(Saved data entries)
....
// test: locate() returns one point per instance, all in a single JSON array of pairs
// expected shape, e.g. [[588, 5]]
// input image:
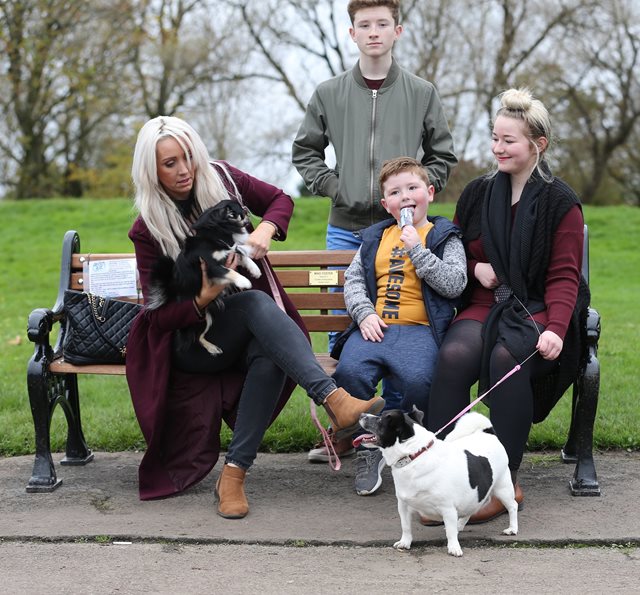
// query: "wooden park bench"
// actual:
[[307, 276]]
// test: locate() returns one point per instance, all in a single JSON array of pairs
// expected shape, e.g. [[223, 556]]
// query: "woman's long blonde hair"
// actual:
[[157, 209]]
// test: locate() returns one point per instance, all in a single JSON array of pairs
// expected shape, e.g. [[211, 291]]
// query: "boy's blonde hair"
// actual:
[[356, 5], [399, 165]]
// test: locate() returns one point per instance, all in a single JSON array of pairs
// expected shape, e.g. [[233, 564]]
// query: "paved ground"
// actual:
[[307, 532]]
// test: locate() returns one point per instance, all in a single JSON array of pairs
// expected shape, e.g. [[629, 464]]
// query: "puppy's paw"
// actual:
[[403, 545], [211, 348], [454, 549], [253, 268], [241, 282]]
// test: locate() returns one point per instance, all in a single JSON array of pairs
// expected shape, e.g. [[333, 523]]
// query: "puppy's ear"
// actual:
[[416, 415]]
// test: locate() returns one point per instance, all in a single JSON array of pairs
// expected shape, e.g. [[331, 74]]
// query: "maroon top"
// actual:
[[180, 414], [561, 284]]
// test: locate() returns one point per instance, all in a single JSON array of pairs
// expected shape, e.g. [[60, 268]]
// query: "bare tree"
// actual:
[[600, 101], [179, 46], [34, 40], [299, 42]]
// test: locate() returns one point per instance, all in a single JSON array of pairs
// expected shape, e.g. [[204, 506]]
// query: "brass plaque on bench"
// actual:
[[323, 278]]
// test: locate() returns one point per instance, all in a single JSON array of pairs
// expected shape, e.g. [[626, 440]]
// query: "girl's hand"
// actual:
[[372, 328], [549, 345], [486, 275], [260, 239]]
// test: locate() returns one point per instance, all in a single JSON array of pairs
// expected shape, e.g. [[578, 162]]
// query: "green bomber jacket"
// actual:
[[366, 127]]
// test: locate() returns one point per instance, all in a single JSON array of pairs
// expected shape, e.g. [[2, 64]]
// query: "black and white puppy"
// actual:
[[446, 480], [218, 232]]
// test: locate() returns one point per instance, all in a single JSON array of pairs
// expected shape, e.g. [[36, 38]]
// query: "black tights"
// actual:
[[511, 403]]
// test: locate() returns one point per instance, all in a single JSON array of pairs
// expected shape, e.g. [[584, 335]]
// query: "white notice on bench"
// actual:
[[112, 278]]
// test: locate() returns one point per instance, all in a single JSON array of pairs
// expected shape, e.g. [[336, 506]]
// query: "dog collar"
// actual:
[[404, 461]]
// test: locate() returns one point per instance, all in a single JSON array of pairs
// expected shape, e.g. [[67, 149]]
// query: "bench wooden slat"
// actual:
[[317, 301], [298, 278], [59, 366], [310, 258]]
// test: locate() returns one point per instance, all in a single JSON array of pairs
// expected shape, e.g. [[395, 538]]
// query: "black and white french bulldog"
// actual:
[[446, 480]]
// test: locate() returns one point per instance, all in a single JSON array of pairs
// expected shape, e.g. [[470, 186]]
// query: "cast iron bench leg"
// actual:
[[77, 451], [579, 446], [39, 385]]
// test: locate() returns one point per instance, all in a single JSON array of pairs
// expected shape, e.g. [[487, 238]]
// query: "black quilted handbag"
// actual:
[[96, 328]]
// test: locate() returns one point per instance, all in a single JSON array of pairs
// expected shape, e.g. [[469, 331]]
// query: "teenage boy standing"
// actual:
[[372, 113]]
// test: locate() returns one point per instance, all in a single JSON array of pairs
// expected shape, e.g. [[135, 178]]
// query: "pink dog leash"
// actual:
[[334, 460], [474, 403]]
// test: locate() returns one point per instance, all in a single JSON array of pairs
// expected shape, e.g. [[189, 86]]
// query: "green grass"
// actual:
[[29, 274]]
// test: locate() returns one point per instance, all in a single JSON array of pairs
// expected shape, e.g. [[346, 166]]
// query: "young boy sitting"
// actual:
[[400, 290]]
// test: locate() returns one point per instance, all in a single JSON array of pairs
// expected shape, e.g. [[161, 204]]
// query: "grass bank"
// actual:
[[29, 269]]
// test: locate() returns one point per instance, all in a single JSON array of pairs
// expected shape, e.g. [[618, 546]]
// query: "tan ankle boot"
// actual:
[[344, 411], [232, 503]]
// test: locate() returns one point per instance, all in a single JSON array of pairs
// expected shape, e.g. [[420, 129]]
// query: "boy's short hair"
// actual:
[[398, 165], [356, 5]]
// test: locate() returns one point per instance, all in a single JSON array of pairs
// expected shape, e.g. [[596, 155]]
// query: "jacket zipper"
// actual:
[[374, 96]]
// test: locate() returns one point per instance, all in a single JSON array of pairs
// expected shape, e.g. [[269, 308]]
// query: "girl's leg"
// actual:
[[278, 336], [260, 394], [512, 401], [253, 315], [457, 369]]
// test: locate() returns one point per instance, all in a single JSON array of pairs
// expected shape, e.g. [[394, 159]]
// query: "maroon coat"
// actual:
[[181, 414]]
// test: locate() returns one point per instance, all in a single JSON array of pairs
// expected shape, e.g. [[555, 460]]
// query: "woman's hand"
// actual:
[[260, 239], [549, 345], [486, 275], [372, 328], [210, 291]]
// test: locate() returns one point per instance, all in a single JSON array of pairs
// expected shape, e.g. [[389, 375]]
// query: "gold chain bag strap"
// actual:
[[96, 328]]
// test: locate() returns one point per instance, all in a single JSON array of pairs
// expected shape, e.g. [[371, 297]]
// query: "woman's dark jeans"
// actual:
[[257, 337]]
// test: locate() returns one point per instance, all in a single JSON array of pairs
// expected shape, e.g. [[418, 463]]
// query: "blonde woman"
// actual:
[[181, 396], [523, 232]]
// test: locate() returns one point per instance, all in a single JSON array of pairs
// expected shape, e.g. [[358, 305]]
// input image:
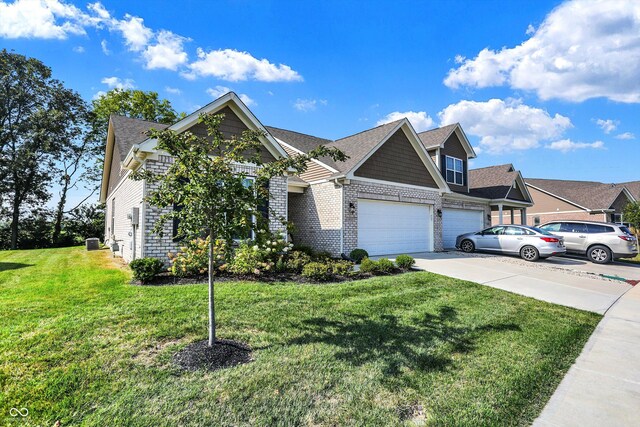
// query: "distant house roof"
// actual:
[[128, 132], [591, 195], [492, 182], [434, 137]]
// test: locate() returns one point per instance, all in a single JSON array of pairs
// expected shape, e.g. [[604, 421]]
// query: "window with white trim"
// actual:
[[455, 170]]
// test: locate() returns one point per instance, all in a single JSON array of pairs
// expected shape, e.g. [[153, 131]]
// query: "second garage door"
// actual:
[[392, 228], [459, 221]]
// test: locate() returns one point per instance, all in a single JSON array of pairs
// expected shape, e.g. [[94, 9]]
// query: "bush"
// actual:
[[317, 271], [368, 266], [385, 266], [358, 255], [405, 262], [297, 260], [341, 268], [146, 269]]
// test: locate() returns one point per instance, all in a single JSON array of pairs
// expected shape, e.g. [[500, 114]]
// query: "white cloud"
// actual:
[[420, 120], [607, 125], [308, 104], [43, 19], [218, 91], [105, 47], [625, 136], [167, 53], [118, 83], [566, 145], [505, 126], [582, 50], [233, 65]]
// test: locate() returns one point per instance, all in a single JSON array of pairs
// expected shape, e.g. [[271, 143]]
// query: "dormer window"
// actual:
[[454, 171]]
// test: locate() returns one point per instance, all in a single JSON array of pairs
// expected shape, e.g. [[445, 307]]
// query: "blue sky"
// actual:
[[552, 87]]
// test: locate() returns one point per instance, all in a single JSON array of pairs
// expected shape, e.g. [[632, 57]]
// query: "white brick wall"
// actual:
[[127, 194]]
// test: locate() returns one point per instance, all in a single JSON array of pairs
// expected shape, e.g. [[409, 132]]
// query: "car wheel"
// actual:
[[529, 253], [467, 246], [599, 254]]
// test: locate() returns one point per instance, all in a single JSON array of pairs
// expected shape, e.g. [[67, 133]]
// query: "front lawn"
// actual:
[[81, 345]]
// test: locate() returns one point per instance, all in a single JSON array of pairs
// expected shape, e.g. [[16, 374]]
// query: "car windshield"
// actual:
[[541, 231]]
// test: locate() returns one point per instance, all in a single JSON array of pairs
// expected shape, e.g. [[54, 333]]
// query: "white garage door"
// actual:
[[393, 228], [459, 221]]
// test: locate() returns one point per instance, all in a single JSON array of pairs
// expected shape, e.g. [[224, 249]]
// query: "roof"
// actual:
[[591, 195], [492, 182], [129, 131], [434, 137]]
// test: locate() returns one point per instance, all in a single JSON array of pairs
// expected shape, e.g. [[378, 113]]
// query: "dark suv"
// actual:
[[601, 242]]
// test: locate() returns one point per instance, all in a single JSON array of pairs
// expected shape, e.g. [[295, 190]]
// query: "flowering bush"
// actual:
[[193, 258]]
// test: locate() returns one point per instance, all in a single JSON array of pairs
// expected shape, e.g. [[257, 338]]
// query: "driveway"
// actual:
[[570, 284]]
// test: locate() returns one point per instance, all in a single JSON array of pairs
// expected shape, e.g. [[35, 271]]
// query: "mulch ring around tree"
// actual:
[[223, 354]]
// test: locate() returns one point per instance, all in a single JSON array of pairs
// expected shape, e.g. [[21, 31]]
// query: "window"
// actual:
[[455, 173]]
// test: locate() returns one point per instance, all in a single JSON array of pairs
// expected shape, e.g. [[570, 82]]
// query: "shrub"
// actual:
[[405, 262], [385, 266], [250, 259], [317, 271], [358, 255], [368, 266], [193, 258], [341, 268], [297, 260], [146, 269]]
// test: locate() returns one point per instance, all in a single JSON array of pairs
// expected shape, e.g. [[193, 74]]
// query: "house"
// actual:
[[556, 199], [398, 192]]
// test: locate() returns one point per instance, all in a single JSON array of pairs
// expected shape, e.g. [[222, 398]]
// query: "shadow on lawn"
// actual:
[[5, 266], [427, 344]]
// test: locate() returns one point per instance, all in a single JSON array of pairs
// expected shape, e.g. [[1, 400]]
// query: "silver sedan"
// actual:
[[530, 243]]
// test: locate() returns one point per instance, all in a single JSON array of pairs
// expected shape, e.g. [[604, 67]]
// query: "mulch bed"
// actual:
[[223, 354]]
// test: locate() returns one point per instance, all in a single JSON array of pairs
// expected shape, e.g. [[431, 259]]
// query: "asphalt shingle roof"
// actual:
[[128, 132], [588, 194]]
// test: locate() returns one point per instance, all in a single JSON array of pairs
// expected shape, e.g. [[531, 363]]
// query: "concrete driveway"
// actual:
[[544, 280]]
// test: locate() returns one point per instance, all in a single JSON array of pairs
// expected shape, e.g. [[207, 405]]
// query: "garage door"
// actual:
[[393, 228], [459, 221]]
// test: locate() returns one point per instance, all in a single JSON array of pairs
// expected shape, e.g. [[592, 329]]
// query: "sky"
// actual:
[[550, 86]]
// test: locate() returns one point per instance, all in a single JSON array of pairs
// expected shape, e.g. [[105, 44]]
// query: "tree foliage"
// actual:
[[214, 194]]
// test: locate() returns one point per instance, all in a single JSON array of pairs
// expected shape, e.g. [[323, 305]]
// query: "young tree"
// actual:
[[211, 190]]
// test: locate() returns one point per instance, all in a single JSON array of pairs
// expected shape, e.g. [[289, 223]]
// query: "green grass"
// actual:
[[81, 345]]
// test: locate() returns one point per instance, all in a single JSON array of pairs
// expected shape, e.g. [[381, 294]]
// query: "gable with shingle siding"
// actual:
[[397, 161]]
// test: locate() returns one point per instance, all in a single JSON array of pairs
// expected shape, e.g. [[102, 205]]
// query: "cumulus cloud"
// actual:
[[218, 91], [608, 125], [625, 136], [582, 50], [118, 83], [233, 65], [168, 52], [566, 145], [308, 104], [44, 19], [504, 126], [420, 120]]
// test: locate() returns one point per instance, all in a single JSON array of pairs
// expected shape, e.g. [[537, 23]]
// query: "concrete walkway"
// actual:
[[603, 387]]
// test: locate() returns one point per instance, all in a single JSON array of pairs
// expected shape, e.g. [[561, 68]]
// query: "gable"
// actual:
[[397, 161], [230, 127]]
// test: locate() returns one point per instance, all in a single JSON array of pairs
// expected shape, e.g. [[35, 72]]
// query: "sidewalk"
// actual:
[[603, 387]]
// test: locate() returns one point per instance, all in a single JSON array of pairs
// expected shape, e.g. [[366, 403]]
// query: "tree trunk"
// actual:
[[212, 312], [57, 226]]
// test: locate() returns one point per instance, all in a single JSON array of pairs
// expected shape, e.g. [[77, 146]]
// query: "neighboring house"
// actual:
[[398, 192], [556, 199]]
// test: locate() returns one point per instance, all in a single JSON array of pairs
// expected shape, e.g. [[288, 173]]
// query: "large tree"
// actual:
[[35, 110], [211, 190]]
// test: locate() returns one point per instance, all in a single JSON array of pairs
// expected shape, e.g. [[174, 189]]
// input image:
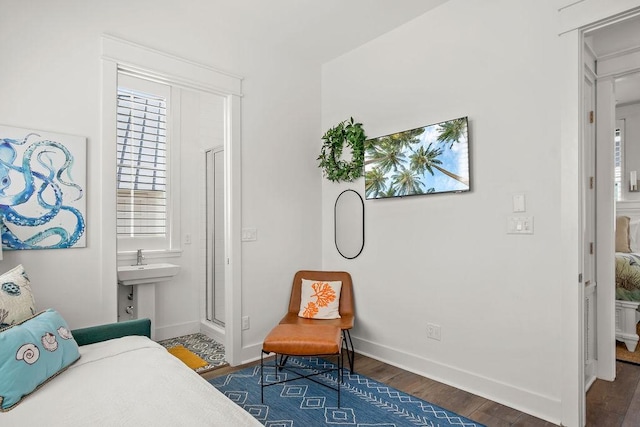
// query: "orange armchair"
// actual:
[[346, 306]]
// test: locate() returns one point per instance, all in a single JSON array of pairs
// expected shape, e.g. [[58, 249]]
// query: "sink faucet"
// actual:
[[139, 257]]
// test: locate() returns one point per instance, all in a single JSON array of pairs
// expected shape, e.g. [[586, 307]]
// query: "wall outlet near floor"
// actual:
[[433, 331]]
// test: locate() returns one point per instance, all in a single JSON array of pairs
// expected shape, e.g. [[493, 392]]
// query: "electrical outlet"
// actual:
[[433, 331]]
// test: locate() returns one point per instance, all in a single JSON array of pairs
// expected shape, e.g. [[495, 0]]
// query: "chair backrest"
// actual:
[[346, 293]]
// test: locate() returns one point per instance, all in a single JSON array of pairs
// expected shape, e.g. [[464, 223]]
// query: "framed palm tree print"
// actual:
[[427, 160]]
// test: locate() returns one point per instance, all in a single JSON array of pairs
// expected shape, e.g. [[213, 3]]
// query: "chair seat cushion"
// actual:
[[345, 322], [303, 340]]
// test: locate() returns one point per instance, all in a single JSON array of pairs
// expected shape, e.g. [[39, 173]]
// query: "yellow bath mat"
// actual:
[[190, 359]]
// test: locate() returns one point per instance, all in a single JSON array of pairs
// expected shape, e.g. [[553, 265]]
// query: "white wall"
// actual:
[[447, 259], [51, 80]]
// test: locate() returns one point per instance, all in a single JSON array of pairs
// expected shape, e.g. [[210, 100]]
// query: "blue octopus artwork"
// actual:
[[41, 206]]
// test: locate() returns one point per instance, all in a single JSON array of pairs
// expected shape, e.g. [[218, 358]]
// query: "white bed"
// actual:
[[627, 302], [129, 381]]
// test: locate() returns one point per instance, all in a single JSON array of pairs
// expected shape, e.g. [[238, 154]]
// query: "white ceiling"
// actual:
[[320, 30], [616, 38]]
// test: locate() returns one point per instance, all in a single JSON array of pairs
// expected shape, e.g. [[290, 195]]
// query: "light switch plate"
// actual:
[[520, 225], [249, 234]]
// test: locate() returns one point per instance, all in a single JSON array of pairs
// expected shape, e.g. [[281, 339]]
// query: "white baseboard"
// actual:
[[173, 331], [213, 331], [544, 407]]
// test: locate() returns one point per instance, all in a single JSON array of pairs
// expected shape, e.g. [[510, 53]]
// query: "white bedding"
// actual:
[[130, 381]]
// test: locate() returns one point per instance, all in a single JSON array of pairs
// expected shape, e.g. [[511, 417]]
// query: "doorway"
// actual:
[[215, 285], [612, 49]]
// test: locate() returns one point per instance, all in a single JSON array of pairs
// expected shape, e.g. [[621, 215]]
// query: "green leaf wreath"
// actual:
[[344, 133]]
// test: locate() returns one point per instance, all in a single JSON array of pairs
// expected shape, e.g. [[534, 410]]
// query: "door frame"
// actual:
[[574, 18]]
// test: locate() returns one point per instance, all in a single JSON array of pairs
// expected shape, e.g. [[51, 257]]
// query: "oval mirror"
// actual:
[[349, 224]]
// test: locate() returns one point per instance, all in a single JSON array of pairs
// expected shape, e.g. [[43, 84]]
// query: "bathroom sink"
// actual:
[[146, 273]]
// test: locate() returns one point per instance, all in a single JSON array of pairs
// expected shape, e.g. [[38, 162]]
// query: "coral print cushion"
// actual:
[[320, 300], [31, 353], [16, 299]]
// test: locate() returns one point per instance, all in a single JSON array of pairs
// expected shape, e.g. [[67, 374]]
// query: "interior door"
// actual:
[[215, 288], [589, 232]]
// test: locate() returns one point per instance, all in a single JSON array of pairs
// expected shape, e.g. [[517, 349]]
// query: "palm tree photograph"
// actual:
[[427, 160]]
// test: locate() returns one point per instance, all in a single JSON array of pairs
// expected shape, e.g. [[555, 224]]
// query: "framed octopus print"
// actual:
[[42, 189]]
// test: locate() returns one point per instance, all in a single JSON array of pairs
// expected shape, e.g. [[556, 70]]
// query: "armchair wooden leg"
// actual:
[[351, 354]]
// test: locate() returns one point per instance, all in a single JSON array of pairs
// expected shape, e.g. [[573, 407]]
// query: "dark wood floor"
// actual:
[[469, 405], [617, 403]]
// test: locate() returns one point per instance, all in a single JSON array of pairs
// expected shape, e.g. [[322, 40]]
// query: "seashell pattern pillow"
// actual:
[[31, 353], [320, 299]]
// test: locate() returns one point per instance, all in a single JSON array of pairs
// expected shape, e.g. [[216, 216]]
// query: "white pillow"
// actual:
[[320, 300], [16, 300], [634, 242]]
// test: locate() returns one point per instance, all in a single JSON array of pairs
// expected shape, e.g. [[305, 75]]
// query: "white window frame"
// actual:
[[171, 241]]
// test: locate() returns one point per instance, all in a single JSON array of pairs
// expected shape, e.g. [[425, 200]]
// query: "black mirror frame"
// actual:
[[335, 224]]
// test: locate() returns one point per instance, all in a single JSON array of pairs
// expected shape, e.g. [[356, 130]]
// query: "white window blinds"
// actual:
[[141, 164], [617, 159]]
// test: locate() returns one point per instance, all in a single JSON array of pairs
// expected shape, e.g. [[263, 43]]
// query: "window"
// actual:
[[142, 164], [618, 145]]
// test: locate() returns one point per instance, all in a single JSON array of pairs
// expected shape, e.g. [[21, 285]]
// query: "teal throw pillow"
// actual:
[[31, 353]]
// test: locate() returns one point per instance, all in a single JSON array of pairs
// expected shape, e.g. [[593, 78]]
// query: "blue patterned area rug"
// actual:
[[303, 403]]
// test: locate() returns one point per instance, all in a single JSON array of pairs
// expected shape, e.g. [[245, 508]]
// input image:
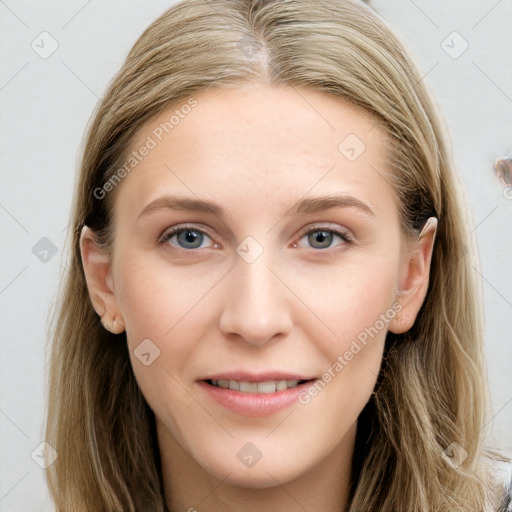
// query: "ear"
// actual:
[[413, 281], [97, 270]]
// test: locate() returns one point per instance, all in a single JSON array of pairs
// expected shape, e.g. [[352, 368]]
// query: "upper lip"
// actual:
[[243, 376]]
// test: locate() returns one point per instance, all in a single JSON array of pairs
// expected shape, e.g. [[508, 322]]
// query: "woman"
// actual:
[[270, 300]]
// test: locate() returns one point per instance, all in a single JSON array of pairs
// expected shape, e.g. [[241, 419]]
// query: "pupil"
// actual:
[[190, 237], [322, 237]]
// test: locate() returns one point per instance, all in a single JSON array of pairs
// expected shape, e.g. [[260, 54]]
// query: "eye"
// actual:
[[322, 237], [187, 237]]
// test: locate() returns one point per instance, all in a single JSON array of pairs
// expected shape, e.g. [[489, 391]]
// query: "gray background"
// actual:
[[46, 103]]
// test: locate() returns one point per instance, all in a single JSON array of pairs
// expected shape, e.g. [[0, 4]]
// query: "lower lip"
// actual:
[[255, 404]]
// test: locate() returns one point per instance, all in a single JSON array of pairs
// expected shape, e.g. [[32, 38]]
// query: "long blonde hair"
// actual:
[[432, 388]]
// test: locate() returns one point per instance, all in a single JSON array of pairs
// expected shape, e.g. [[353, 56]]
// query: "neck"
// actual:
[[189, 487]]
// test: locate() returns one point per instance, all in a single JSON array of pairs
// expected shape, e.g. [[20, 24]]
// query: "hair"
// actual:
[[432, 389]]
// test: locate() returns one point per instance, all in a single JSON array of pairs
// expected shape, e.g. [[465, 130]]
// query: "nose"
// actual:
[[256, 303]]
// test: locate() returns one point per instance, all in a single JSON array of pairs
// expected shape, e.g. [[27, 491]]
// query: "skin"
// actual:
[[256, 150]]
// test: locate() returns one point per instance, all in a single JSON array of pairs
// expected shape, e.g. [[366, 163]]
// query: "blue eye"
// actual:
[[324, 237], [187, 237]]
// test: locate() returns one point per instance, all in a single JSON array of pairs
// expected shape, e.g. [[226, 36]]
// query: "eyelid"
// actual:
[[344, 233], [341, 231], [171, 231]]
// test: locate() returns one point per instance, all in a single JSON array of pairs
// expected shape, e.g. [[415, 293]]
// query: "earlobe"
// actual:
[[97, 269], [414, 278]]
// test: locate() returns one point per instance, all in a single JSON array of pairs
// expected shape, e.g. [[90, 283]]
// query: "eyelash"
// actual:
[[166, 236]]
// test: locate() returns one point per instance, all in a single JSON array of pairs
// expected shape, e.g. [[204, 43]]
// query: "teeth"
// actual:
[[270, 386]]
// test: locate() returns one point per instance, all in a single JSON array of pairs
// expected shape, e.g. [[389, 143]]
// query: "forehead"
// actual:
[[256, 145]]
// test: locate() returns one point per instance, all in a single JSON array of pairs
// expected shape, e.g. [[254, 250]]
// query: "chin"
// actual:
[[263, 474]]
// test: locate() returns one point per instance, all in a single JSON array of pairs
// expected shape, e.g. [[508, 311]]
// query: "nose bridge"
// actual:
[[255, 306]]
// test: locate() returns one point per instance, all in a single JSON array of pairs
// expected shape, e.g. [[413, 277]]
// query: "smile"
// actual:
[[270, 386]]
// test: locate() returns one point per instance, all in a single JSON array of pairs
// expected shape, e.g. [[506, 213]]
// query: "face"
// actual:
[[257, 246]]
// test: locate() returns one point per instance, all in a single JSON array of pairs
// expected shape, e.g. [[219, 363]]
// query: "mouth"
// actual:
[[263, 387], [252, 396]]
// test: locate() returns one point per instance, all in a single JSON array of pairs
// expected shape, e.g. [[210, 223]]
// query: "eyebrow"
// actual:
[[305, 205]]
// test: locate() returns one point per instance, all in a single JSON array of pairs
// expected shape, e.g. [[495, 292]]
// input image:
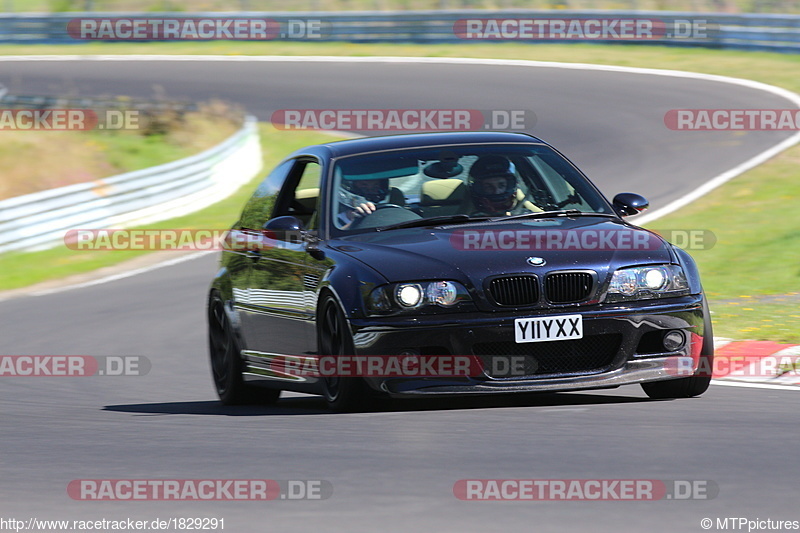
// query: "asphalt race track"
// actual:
....
_ASSIGNMENT_
Count the lines of the data that hold the word "shingle". Report the count and nothing more.

_EXPECTED ANSWER_
2